O ver a thousand men who played big league

baseball before 1980 won’t be getting any

pension or medical benefits from former management, a federal judge ruled in a little-publicized hearing last month.

Before 1980, a big leaguer who did not complete four years of service was not vested for pension or benefits. As part of the agreement ending the 1981 players’ strike, the rules were changed allowing a player to become vested in medical benefits after one day’s play, and be vested for pension after 43 days.

The players who missed the cut kept their mouths shut until 1997.

What brought the players’ push for a class action suit was rooted in major league baseball’s decision that year to begin paying some Negro League players a $10,000-a-year pension, even though they were not vested under the former requirements.

The mostly white ballplayers from the pre-strike era decided to seek a class action suit, which federal judge Manuel Real struck down last month, even as he admitted the former players had “a sympathetic case.” He even suggested league officials take another look at their stance on this issue.

The 1,053 former players seeking the class action status argued they were entitled to the same benefits as their counterparts in the Negro League. Baseball brass argued the players were looking for a handout they didn’t deserve.

“There was no employment discrimination here,” baseball’s lawyer Howard Ganz said after the ruling. He characterized the lawsuit as falling into the category of “no good deed goes unpunished.”

======

Work order A: Shorten the paragraph in the baseball pension article that begins "Before 1980, a big leaguer", keeping its main facts.
Work order B: Extend the baseball pension article past its final sentence.

Point localization data:
======

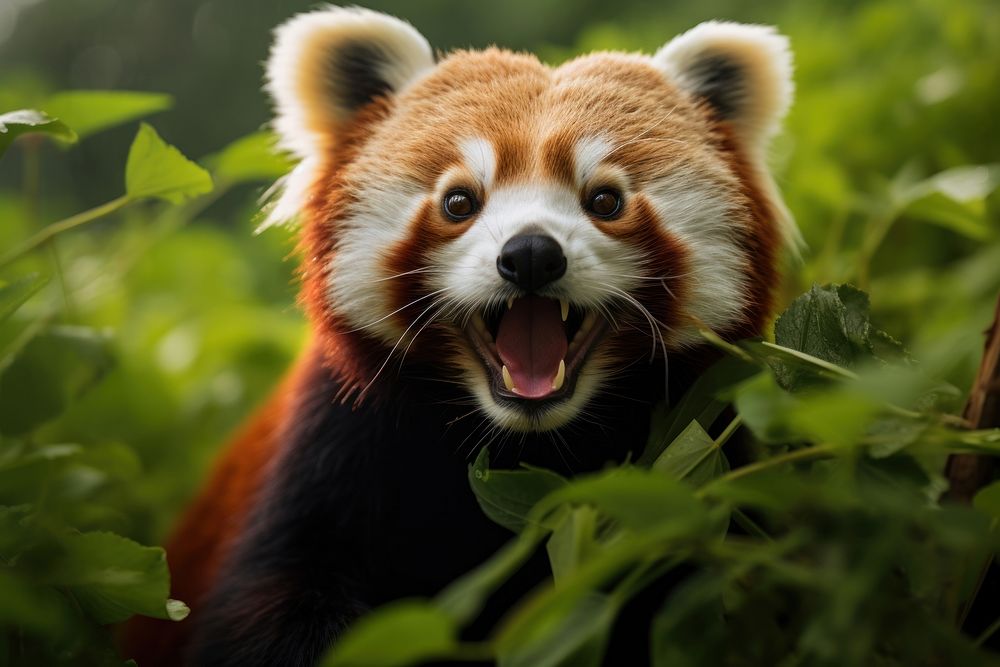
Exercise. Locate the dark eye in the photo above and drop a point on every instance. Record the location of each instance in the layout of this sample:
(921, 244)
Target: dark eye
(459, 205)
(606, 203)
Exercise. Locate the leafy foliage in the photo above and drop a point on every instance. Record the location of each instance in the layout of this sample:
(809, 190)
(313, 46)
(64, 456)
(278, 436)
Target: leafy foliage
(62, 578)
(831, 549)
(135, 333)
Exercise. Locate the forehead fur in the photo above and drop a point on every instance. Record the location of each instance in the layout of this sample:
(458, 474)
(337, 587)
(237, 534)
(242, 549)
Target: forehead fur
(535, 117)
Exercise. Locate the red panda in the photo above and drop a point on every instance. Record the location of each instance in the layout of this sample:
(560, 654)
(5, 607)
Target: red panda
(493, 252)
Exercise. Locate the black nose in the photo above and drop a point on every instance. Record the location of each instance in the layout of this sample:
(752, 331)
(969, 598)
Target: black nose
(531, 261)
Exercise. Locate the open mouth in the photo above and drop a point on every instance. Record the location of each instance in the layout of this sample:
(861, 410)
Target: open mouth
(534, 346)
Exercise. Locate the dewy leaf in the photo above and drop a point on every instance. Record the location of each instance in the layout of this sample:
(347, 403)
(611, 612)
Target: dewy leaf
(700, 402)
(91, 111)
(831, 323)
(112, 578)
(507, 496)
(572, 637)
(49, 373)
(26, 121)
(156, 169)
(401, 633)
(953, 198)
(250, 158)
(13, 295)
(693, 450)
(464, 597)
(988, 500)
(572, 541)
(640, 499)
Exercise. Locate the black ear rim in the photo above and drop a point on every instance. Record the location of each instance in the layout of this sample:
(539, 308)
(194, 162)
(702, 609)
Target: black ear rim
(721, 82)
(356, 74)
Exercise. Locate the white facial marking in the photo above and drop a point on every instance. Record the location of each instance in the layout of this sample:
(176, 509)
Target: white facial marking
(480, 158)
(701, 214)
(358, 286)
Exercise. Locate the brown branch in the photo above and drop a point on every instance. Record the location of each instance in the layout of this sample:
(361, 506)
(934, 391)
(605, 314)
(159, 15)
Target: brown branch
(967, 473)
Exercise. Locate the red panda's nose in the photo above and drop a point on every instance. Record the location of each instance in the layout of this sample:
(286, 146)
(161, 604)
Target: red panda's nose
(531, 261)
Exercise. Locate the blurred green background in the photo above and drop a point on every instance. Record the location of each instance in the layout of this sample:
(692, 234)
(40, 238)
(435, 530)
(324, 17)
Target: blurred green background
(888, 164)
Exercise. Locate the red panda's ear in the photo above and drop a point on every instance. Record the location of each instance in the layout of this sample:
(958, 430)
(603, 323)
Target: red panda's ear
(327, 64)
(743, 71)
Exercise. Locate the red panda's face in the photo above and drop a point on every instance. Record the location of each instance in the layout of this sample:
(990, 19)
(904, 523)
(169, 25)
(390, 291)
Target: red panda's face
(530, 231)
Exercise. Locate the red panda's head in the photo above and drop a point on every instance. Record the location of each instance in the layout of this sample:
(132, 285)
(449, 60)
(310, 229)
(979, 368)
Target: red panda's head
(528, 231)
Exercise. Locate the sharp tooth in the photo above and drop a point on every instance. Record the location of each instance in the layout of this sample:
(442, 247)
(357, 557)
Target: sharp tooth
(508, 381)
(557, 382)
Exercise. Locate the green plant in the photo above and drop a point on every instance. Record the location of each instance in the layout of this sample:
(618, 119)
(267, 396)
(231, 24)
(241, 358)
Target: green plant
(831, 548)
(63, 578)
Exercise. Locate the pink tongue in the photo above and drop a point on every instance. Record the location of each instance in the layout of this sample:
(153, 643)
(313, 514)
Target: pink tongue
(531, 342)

======

Answer area A: Before 1980, a big leaguer needed four years of service to be vested for pension or benefits. Under the agreement that ended the 1981 players' strike, one day's play vested a player in medical benefits and 43 days vested him for pension.

Answer area B:
“Baseball,” he said, “in an effort to at least repair some of the actions or inactions of many decades before, decided to do something that would be beneficial for those who played in the Negro League and had been excluded from major league baseball … For the plaintiffs here to try to capitalize upon that seems to me totally inappropriate.”

In legal papers, the league argued that pension and medical coverage for the former Negro League players “were not tied to any MLB (major league baseball) employment relationship ... but rather were conferred as charitable donations.”

Charity begins at home. Baseball, like any other business, has an obligation to shoot straight and make a profit. It’s laudable to give to charity, but it should also look after the workers who helped keep it the national pastime.

The number of players affected by this will continue to dwindle as time takes its toll. They’re not asking for reparations, but some financial assistance in their old age. Baseball should do the right thing and help them out, as it did their brothers in the Negro League.